* Selected text:
A faster Mac is always a better Mac, and there are many things you can do to get the most performance from your computer. But what really works? Here are some common myths about Macs and what does—and does not—affect performance.
1. ‘More processing cores always means better performance.’
To test this theory, we ran benchmarks on two 2012 Mac Pros, one with 12 processing cores running at 2.4GHz and one with a quad-core processor running at 3.2GHz. With a MathematicaMark score of 5.70, the 12-core Mac Pro’s result was twice that of the quad-core Mac Pro. The 12-core Mac Pro also finished the Cinebench CPU test in the half the time of the quad-core Mac Pro.
But despite all of those extra cores, the 12-core Mac Pro posted slower times than the quad-core system in our iTunes encode, Aperture test, and file compression tests.
While some professional applications can benefit greatly from multiple processors, most applications made for general consumers aren’t designed to take advantage of more than four cores. For the majority of applications, fewer but faster processors are preferred.
2. ‘Having an external monitor plugged into your MacBook will slow down performance.’
We tested a late 2013 11-inch MacBook Air, with and without a 27-inch Apple Cinema Display attached, and found almost no performance differences between the two configurations in the 14 tests in our Speedmark 9 benchmarking suite.
We thought that switching to an older, slower, MacBook Air might show more of a difference, but we were wrong. The only test to show any real difference was our iMovie test, which was less than 4 percent faster on the 2013 MacBook Air without the external monitor and just over 2 percent faster on a 2011 Air without the external monitor. Differences like that are hardly worth mentioning, much less unplugging a monitor over.
3. ‘Lower capacity SSDs are slower than high capacity SSDs.’
When it comes to solid-state drive (SSD) performance, capacity matters. We took a pair of Toshiba Q series Pro drives and two Samsung EVO 840 drives and ran our performance tests on them.
The 512GB Samsung EVO 840 was 39 percent faster than a 256GB EVO 840 in our 10GB large file write test and 26 percent faster in our 10GB files and folders test. Read speeds, however, were unaffected by the capacity. Black Magic and AJA tests both showed the 512GB drive’s write speed to be about 32 percent higher than the 256GB model, with read speeds again showing little change.
The difference in write speeds were even more pronounced in our Toshiba tests. Testing two Q series Pro drives—one at 128GB, the other at 512GB—the 512GB Toshiba was 2.5 times as fast as the 128GB SSD in our large file write tests and 2.3 times as fast in our files and folders writing test. Read times were within a percentage point of each other.

* Required tasks:
• a. Using the Mac performance article, decide whether each statement agrees with it: (i) the 12-core Mac Pro was slower than the quad-core Mac Pro in the iTunes encode test; (ii) the read speeds of the Samsung EVO 840 drives changed considerably with capacity; (iii) the iMovie test ran about 10 percent faster on the 2013 MacBook Air without the external monitor. Answer yes or no for each, quoting the words of the article that decide it.
• b. Update the listing by replacing "SVG path data" with "vector path strings" everywhere it appears, keeping everything else the same.
The listing and the Mac performance article come from unrelated sources.

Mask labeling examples
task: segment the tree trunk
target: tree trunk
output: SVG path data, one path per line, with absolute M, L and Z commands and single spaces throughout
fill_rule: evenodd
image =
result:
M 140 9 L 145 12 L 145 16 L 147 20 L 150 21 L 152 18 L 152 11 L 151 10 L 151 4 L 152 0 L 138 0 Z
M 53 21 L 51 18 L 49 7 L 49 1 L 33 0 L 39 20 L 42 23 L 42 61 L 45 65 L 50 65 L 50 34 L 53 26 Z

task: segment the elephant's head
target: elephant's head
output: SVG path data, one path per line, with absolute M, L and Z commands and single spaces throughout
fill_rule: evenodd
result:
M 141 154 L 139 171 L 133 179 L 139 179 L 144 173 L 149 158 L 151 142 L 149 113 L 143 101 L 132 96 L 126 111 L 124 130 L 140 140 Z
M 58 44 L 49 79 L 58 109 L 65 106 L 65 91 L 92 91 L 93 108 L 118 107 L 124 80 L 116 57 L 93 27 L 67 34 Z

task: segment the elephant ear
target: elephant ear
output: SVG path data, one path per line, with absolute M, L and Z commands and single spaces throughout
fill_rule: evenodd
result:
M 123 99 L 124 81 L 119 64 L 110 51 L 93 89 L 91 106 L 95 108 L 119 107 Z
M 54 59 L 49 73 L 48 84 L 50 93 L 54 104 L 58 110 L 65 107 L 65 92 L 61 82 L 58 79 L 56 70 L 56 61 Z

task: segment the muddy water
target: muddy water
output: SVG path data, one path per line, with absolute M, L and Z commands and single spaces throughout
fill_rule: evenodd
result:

* Task solutions:
• a.
(i) Yes: "the 12-core Mac Pro posted slower times than the quad-core system in our iTunes encode, Aperture test, and file compression tests."
(ii) No: "Read speeds, however, were unaffected by the capacity."
(iii) No: "less than 4 percent faster on the 2013 MacBook Air without the external monitor"

• b.
task: segment the tree trunk
target: tree trunk
output: vector path strings, one path per line, with absolute M, L and Z commands and single spaces throughout
fill_rule: evenodd
image =
result:
M 140 9 L 145 12 L 145 16 L 147 20 L 150 21 L 152 18 L 152 11 L 151 10 L 151 4 L 152 0 L 138 0 Z
M 53 21 L 51 18 L 49 7 L 49 1 L 33 0 L 39 20 L 42 23 L 42 61 L 45 65 L 50 65 L 50 34 L 53 26 Z

task: segment the elephant's head
target: elephant's head
output: vector path strings, one path per line, with absolute M, L and Z commands and single spaces throughout
fill_rule: evenodd
result:
M 141 154 L 139 171 L 133 179 L 139 179 L 144 173 L 149 158 L 151 142 L 149 113 L 143 101 L 132 96 L 126 111 L 124 130 L 140 140 Z
M 58 44 L 49 79 L 58 109 L 65 106 L 65 91 L 92 91 L 93 108 L 118 107 L 124 80 L 116 57 L 93 27 L 67 34 Z

task: segment the elephant ear
target: elephant ear
output: vector path strings, one path per line, with absolute M, L and Z commands and single spaces throughout
fill_rule: evenodd
result:
M 123 99 L 124 81 L 119 64 L 110 51 L 93 89 L 91 106 L 95 108 L 119 107 Z
M 54 59 L 49 73 L 48 84 L 50 93 L 54 104 L 58 110 L 65 107 L 65 92 L 61 82 L 58 79 L 56 70 L 56 61 Z

task: segment the muddy water
target: muddy water
output: vector path strings, one path per line, with absolute M, L and Z commands and single spaces throughout
fill_rule: evenodd
result:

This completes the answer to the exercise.